Dean at Chicano Latino Student Affairs
La comunidad Latina de Claremont esta de luto por la perdida de Willie, quien fue gran amigo, lider, mentor, brillante estudiante y persona honorable. Su inteligencia era sin igual, con una sonrisa siempre en los labios, el llenaba de alegria nuestros corazones. Wille que siempre estaba enfocado en sus estudios y deseaba ser profesor para alludar a su familia adorada. Willie fue un joven respetado y admirado por todos. Hoy el cielo amanecio llorando y nosotros lloramos tambien porque Willie ahora es un estrella en el firmamento.
Michael Storrie-Lombardi, M.D. (Ret.)
Research Advisor, Physics
Willie loved physics. He worked with me on several projects infusing each of them with joy, hope, and enthusiasm. At the time of his death he was deeply involved in our Engineering Clinic project for City of Hope Department of Surgery to develop a laser spectroscopy technique that could rapidly identify breast cancer. His talent, his joy were such gifts to us all – I just miss him, but will always, always remember. Hugs to all. Mike
Erica Quinn '19
I am a Mentor in the dorm where Willie was Proctor
Willie was a very understated person. He would do wonderful things for people, and make them sound small and easy. In one of our weekly Mentor-Proctor meetings, he casually mentioned that he’d spent one whole day of his weekend with somebody who was having a tough time, but he said it in such a way that I almost didn’t notice that that was something special. He was willing to give anything to help people. I never heard him say a negative thing about anybody, and there wasn’t a person he didn’t care about.
At the beginning of the school year I was having a hard time, and Willie was there to support me. He made me feel so comfortable that I immediately opened up to him. One of his strongest skills was being a good listener. Instead of trying to fix the situation, he validated my feelings, and he made me feel less alone.
He encouraged our Mentor-Proctor team to be closer to each other. My favorite thing that we did together was telling our life stories. It was amazing to hear what he’d already accomplished and how excited he was about some of the things he did.
He was a beautiful soul, and I don’t fully understand his loss yet. Even though he didn’t get to do all of the good that he had planned, he still had a tremendous impact on the Mudd community and the people who knew him. I hope to go forward with the love I have for him and use it to help others as he would have done. All my love to his family and friends during this inconceivably difficult time.
The Reeve Family '17
Our son, Michael, is a classmate and friend
Our sympathy to the Zuniga family. Our son enjoyed being Willie’s friend and appreciated Willie’s leadership at Atwood. Willie has made a strong positive impact on the lives of many others and blessed those who had the opportunity to know him.
The Echevarria Family '17
Our deepest condolences to the Zuniga family and to the HMC family in this difficult time.

STUDY MATERIAL

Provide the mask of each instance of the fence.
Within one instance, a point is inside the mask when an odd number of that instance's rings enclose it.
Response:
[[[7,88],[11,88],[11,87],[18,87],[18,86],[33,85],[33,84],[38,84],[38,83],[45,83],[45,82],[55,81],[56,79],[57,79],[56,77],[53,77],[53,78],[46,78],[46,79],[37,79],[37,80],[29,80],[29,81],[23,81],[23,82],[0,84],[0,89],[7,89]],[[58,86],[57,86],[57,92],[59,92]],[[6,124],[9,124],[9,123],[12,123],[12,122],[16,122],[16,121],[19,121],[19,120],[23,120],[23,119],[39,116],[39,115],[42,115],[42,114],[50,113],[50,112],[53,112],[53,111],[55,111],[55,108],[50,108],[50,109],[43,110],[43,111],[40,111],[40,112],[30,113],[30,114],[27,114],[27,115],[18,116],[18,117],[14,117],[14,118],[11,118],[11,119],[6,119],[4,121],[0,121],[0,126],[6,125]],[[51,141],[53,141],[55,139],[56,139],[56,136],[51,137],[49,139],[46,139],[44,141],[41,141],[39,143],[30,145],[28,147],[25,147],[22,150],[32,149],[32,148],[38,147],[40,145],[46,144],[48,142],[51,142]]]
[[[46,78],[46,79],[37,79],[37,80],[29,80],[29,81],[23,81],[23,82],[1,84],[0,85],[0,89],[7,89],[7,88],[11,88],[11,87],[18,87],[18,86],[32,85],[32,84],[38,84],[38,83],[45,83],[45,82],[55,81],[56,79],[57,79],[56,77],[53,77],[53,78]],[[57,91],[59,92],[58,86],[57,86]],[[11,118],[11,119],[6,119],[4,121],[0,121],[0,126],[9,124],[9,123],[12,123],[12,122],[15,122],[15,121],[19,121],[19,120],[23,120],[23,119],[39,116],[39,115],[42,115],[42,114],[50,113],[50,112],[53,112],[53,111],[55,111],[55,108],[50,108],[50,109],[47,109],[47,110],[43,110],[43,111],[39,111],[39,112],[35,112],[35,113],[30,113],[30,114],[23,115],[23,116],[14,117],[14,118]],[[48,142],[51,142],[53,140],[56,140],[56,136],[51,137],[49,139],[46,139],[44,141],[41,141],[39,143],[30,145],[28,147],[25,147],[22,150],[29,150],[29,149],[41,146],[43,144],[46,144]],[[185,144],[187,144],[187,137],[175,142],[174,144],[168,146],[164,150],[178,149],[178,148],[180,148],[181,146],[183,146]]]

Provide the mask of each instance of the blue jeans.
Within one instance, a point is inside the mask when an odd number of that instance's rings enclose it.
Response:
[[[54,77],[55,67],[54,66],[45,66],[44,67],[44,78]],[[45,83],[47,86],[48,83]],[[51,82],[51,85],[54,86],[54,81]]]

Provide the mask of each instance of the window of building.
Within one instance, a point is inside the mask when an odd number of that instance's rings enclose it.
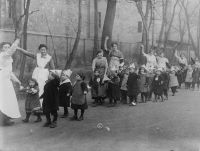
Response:
[[[12,18],[12,2],[8,0],[8,17]]]
[[[138,33],[142,33],[142,21],[138,22]]]
[[[101,12],[98,12],[98,23],[99,23],[99,28],[101,28]]]

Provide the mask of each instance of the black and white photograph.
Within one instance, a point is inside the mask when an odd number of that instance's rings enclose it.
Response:
[[[0,151],[200,151],[200,0],[0,0]]]

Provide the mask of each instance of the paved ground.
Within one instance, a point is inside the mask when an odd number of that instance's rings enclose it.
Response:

INSTRUCTIONS FOR THE TASK
Give the name of every contributor to the memorial tributes for Willie who is identified by a personal or family name in the heading line over their tribute.

WRITTEN ANSWER
- Michael Storrie-Lombardi, M.D. (Ret.)
- Erica Quinn '19
- The Reeve Family '17
- The Echevarria Family '17